---------- Record list ----------

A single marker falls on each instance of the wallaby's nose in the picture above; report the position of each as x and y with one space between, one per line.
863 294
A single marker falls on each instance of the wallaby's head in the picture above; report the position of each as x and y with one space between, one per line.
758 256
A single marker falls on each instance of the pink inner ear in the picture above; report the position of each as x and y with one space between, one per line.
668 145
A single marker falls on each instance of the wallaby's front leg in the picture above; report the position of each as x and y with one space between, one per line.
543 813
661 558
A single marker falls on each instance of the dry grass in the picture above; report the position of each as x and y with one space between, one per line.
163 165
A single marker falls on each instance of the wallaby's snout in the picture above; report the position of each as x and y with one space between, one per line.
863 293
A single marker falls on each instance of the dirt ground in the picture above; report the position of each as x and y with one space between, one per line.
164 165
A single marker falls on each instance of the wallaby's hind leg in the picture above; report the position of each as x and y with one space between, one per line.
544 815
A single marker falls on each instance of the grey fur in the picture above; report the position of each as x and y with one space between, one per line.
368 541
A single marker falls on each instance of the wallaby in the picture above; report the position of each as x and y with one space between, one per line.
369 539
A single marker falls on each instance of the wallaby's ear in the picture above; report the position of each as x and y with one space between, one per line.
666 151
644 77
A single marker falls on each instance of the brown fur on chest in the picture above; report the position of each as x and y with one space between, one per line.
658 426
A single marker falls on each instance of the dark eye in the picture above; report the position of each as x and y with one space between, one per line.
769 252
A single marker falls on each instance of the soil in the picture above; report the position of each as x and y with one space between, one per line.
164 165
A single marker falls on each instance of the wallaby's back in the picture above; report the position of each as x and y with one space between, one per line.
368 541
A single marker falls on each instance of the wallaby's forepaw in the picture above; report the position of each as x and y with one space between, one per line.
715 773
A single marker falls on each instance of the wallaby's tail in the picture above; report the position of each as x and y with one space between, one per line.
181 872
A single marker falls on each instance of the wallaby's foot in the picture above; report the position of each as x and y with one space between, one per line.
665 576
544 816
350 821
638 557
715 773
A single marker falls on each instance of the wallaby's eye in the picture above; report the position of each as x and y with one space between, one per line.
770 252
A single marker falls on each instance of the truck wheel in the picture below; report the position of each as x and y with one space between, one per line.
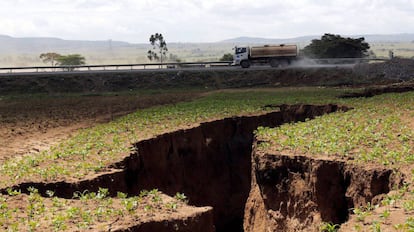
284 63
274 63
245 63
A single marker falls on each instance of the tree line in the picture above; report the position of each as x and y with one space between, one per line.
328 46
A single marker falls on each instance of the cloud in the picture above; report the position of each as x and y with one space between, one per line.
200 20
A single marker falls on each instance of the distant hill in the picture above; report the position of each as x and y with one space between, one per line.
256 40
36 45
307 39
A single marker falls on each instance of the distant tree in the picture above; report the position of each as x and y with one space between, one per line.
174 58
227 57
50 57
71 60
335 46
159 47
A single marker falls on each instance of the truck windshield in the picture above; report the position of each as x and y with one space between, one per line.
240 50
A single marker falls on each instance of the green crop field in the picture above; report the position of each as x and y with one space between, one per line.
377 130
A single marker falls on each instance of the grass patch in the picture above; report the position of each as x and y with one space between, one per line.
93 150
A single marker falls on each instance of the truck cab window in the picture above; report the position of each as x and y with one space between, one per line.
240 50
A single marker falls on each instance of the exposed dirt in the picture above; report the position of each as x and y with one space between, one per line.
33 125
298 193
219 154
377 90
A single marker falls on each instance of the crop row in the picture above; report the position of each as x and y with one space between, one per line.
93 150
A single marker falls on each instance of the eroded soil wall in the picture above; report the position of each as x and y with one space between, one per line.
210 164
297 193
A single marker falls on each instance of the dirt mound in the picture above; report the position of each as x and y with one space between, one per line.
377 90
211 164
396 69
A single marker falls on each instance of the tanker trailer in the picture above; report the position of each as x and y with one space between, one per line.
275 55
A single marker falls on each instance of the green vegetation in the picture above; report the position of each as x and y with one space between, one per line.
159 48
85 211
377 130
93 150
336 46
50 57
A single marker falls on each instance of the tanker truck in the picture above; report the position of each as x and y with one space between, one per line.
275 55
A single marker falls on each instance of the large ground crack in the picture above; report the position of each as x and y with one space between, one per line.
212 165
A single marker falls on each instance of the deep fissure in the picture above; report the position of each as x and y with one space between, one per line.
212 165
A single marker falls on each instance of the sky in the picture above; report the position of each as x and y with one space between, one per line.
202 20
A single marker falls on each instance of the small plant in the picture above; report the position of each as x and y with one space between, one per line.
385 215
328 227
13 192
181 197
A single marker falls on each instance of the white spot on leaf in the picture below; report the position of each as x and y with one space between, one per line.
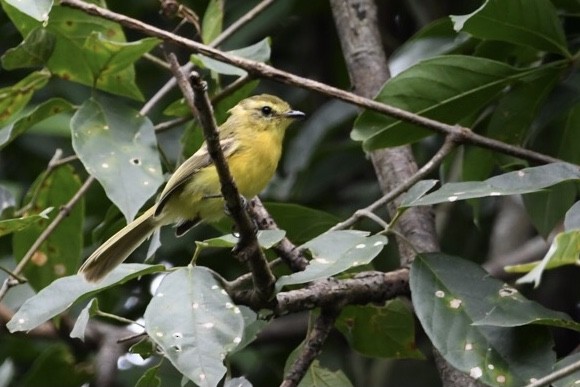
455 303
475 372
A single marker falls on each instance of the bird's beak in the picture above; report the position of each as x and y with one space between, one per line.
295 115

----------
---------- Record list ----------

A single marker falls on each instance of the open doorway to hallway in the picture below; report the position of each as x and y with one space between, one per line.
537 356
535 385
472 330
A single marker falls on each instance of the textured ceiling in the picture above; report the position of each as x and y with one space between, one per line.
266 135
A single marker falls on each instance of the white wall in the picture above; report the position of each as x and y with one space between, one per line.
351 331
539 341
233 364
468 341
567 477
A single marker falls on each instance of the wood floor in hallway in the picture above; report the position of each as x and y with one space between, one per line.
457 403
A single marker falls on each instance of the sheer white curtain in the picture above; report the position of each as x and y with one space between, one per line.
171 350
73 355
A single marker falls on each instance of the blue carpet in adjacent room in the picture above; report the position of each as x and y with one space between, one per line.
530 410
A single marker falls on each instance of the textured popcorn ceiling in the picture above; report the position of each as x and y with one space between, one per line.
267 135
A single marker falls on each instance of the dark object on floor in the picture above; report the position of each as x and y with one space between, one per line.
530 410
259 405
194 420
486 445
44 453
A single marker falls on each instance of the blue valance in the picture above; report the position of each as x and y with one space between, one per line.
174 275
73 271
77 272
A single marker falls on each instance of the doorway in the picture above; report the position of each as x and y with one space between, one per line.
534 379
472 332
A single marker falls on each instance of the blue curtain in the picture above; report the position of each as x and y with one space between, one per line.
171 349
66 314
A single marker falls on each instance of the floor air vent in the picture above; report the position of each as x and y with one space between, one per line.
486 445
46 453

----------

> [Task requirements]
Pick out every line in the records above that contains the word "below" with matching case, and copy each of those lines.

> [Answer to this task]
A single marker falls on each instance of the truck wheel in the picture below; report the position of each as x and y with one space between, one per line.
A single marker falls on each instance of the white spot on leaf in the picture below; report the position of each as x and y with one space between, one per line.
A single marker falls on each instance of the open doorway to hallway in the picture below; report the position of each as x and y with one space between, one per line.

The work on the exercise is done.